Give back every record exactly.

═══ Data for the task ═══

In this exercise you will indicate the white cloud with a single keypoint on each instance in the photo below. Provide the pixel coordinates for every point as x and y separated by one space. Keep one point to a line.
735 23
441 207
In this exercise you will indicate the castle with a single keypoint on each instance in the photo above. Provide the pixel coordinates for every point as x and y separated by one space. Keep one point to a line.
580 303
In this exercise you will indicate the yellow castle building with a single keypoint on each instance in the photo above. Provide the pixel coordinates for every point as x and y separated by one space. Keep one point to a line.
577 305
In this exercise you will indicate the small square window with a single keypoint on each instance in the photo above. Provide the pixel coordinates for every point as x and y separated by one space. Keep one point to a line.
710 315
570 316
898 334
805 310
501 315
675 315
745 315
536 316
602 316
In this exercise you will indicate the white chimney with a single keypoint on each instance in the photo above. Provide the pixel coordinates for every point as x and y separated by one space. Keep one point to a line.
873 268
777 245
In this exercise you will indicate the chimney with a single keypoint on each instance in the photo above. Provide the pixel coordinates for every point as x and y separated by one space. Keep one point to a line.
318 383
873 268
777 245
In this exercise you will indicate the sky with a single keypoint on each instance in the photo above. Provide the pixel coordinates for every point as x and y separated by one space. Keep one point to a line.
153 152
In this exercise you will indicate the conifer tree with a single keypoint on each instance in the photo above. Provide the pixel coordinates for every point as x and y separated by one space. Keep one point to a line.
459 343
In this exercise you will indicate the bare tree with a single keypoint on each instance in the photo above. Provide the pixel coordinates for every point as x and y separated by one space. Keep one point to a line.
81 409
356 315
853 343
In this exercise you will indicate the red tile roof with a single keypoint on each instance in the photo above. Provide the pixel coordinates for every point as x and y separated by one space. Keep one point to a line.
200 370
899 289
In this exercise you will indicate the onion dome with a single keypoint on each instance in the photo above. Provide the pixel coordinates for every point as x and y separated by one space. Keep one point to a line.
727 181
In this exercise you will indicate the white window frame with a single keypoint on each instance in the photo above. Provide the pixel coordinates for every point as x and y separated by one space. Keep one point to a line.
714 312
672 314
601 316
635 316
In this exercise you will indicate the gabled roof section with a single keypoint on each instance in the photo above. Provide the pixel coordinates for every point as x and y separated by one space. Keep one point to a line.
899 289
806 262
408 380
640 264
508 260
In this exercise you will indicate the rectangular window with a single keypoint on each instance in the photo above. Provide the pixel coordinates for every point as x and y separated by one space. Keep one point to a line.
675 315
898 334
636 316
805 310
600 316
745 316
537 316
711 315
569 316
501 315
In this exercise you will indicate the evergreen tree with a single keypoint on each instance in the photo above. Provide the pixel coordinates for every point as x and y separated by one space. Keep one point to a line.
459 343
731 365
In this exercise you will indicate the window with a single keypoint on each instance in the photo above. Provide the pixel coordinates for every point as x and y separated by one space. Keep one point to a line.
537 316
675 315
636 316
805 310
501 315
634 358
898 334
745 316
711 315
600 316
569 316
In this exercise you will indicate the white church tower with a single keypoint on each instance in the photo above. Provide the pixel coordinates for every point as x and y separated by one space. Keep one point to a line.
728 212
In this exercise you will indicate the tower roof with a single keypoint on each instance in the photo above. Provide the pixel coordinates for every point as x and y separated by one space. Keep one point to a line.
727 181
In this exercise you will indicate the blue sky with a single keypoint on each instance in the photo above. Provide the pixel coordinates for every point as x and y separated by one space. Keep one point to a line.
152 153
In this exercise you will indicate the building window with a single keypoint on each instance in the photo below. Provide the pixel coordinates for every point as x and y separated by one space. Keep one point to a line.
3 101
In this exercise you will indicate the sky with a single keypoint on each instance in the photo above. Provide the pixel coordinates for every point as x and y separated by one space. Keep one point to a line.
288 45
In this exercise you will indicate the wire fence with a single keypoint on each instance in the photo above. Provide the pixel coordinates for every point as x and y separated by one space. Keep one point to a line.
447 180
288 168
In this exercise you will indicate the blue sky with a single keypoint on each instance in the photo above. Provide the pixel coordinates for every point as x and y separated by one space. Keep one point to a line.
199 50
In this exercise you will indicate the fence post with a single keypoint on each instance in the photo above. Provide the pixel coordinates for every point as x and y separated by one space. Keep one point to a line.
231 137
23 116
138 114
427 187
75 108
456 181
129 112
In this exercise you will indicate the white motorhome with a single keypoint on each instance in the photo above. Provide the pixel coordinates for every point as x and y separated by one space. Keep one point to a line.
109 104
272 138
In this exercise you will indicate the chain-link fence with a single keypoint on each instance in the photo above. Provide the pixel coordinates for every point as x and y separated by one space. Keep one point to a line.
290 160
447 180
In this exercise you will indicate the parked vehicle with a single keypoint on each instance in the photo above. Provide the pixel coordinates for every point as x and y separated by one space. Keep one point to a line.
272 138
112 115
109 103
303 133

═══

Answer box:
In this exercise you will indicate the white cloud with a single keypoint on each instance in the photo below. Provide the pixel coordinates for every point as x and y separated by one space. Keep one point to a line.
735 23
441 207
In this exercise you will indicate the castle with a single keypoint on each instance in the photo above. Provide the pixel coordinates for every point as x and y separated by one space. Keep one point to a line.
580 303
In this exercise you will indicate the yellow castle building with a single keypoint on each instance in the photo above. Provide the pixel coordinates for every point as x and y separated by one space. Keep one point to a line.
577 305
In this exercise you will indicate the small square window with a single keypoint on each instance in the photo above. Provide the pixel coordinates for every point as x and y separated by one space. Keep one point to a line.
710 315
570 316
898 334
805 310
501 315
675 315
745 315
536 316
602 316
In this exercise you will indicate the white chimney with a single keypoint on each instance in the photo above. Provide the pixel coordinates for every point as x and y separated by one space. Keep one point to a line.
873 268
777 245
In this exercise you will indicate the chimney with a single keypoint on each instance in the photo above. Provide the pixel coordinates for every point as x and y separated by one space. Keep one point to a line.
318 383
873 268
777 245
In this exercise you will indicate the sky with a single keypoint on each instance in the photo above. Provide the pixel coordinates for every point as x and y separated by one space. Keep one point to a line.
153 152
In this exercise you will indicate the conifer tree with a single keypoint on each instance in the photo above. Provide the pixel coordinates for every point as x and y separated by one space. Keep one point to a line.
459 343
In this exercise you will indicate the bare tree with a single keypoint on each instance in the photo above. Provide the pixel coordinates for every point as x and y separated by one space. Keep one point to a line.
81 409
356 315
853 343
In this exercise you will indicate the red tile roof with a single keypoint on each instance in the photo above. Provide the pixel coordinates for every point as x and y separated by one space. Keep one point to a line.
200 370
899 289
In this exercise you will indicate the onion dome with a single keypoint on each instance in the photo above. Provide the pixel coordinates for every point as x and y separated by one space. Keep one point to a line.
727 181
In this exercise you will indicate the white window frame with a single keypoint on each instance in the photo above. Provide the pixel coordinates for every point as x and y separated by one space. Keep one point to a line.
714 312
672 314
601 316
635 316
In this exercise you will indicate the gabled roof section with a single keypoint on each instance in the photo above. Provide the pixel coordinates for every point as x and y separated by one space. Keep one point to a line.
899 289
806 262
408 380
640 264
508 260
In this exercise you will indicate the rectangular window with a single keypoint on each instance in the photo above. Provide the pixel coordinates for every point as x and y separated by one space. Keep one point to a line.
675 315
898 334
636 316
805 310
600 316
745 316
537 316
711 315
569 316
501 315
In this exercise you will indicate the evergreen tree with a single keypoint on each instance in the photo above. Provide the pixel coordinates for every point as x and y separated by one space. Keep one point to a line.
459 343
731 365
In this exercise you will indicate the window with a single keypoint on each instance in the photo above. Provide the pixel coordinates for every point as x and y separated by one space. Keep one point to a line.
537 316
675 315
636 316
805 310
501 315
634 358
898 334
745 316
711 315
600 316
569 316
In this exercise you will indicate the white church tower with a single keypoint on each instance in the photo above. Provide the pixel coordinates for every point as x and y separated by one space. Keep one point to a line.
728 212
In this exercise you will indicate the tower roof with a single keypoint on each instance in the photo above. Provide the pixel coordinates for every point as x and y separated by one space. Keep one point to a line.
727 181
In this exercise you will indicate the blue sky with a single keypoint on each instance in the photo above. Provide the pixel coordinates for every point as x and y separated by one space. Keep one point to a line.
152 153
In this exercise you will indicate the building window with a single keypoint on each instance in the photo below. Provide the pixel coordinates for every point as x and y separated by one space. Keep one point to a line.
3 101
In this exercise you will indicate the sky with a single keypoint on each instance in the photo above. Provide the pixel coordinates for every point as x and y separated by one space. Keep one point to a line.
288 45
In this exercise you will indicate the wire fence with a single keypoint on each instance in the photo above. Provide the pixel coordinates for every point as x and y separated by one space. Keep one point to a line.
447 180
288 168
In this exercise you will indicate the blue sky with a single keypoint on each instance in the photo above. Provide the pixel coordinates for every point as x and y separated by one space. Keep one point to a line.
199 50
In this exercise you will indicate the fence post with a single keypoint on each instance in the photo above. Provide the pixel coordinates for every point as x and y separated by one space. Keep one point to a line.
231 137
23 116
138 114
427 187
75 108
456 181
129 112
In this exercise you will indicate the white motorhome with a single keypoint on each instance in the photo above. Provide the pixel coordinates for every point as x and y separated by one space. Keep one point to a line.
109 104
272 138
In this exercise you will indicate the chain-link fence with a single keypoint on each instance in the photo above. Provide the pixel coordinates for every point as x and y separated by one space. Keep one point to a line.
290 160
447 180
In this exercise you will indicate the parked vehicle with a single keypoint on each instance in the photo above. Provide the pixel coordinates for every point as x and y separated by one space. Keep one point to a line.
272 138
112 115
109 103
303 133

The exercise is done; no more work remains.